→ Aim of the task
Print the following data line for line, changing nothing.

→ Information given
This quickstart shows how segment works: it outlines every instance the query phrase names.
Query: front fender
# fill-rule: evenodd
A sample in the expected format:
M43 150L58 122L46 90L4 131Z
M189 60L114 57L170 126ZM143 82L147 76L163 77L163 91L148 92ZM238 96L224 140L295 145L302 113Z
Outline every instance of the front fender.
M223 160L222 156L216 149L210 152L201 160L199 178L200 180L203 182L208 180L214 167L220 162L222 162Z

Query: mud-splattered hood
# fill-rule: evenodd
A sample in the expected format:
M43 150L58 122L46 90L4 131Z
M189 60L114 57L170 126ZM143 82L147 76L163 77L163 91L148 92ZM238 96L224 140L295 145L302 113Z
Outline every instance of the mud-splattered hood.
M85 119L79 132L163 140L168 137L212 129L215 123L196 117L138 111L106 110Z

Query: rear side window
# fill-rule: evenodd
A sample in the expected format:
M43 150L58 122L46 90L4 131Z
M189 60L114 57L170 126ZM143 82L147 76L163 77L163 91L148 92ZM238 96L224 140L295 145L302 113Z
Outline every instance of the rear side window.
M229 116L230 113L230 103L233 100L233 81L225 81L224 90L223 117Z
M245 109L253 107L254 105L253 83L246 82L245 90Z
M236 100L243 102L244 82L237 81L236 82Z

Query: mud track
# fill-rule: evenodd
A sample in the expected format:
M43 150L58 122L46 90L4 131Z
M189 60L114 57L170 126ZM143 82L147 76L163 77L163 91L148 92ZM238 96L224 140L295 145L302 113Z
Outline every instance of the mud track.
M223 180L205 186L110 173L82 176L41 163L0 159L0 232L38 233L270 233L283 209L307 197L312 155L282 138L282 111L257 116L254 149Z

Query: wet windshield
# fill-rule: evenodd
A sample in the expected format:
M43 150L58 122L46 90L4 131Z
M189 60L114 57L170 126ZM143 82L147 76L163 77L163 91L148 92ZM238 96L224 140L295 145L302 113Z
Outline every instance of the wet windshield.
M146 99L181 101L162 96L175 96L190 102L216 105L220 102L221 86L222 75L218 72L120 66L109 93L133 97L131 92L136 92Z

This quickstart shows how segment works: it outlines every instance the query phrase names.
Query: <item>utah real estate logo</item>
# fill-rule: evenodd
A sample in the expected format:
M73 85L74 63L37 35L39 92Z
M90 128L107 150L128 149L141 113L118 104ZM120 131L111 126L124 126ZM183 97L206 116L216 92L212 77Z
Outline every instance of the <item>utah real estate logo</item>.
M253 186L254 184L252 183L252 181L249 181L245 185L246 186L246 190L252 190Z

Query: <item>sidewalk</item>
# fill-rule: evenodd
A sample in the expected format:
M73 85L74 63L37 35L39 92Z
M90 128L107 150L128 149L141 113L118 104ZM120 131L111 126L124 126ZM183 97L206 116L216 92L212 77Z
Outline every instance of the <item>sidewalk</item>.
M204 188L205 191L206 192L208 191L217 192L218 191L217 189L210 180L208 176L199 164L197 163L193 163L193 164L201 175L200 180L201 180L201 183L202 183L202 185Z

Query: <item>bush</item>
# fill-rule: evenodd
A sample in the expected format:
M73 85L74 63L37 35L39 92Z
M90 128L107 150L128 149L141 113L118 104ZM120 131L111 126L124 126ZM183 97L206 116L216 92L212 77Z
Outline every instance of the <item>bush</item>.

→ The output
This quickstart shows how segment works: it outlines every instance the query phrase names.
Query: front fender
# fill-rule: evenodd
A sample in the expected format:
M43 150L58 122L46 90L4 131Z
M189 60L114 57L170 126ZM143 82L147 76L163 77L163 91L148 92ZM238 96L224 140L295 145L302 113Z
Outline every instance of the front fender.
M223 160L222 156L216 149L210 152L201 160L199 178L200 180L203 182L208 180L214 167L220 162L222 162Z

Query: mud-splattered hood
# fill-rule: evenodd
A sample in the expected format:
M43 150L58 122L46 90L4 131Z
M189 60L114 57L170 126ZM143 82L147 76L163 77L163 91L148 92ZM238 96L224 140L295 145L302 113Z
Outline every instance of the mud-splattered hood.
M85 119L79 132L163 140L168 137L212 129L215 123L196 117L138 111L106 110Z

Query: rear side window
# fill-rule: evenodd
A sample in the expected format:
M43 150L58 122L46 90L4 131Z
M189 60L114 57L170 126ZM143 82L147 76L163 77L163 91L148 92ZM238 96L224 140L295 145L302 113Z
Outline every instance of the rear side window.
M229 116L230 113L230 103L233 100L233 81L225 81L224 90L223 117Z
M245 109L253 107L254 105L253 83L246 82L245 90Z
M236 100L243 102L244 82L237 81L236 82Z

Query: mud track
# fill-rule: evenodd
A sample in the expected format:
M43 150L58 122L46 90L4 131Z
M189 60L114 57L170 126ZM143 82L147 76L163 77L163 91L148 92ZM238 96L224 140L295 145L302 113Z
Outline every instance of the mud track.
M223 180L205 186L110 173L82 176L41 163L0 159L0 232L38 233L270 233L283 209L307 197L312 155L282 138L282 111L257 116L254 149Z

Query: wet windshield
# fill-rule: evenodd
A sample in the expected format:
M43 150L58 122L46 90L4 131Z
M189 60L114 57L170 126ZM143 82L147 76L163 77L163 91L148 92ZM238 96L224 140L295 145L302 113Z
Outline every instance of the wet windshield.
M146 99L181 101L162 96L175 96L190 102L216 105L220 102L221 86L222 75L218 72L120 66L109 93L133 97L131 92L136 92Z

This quickstart shows how segment works: it outlines every instance the query phrase names.
Query: <item>utah real estate logo</item>
# fill-rule: evenodd
A sample in the expected format:
M73 85L74 63L37 35L39 92Z
M90 128L107 150L128 149L141 113L118 104ZM120 131L111 126L124 126ZM183 97L206 116L216 92L212 77Z
Outline every instance of the <item>utah real estate logo</item>.
M253 186L254 184L252 183L252 181L249 181L245 185L246 186L246 190L252 190Z

Query: <item>sidewalk</item>
# fill-rule: evenodd
A sample in the expected format:
M73 85L74 63L37 35L39 92Z
M90 128L107 150L128 149L141 113L118 104ZM120 131L111 126L124 126ZM183 97L206 116L216 92L212 77Z
Outline every instance of the <item>sidewalk</item>.
M204 188L205 191L206 192L208 191L217 192L218 191L217 189L210 180L208 176L199 164L197 163L193 163L193 164L201 175L200 180L201 180L201 183L202 183L202 185Z

Query: <item>bush</item>
# fill-rule: evenodd
A sample in the expected format:
M73 85L74 63L37 35L39 92Z
M90 128L107 150L128 149L141 113L118 104ZM120 131L111 126L124 126ZM183 97L206 116L216 92L212 77Z
Outline every instance of the <item>bush</item>.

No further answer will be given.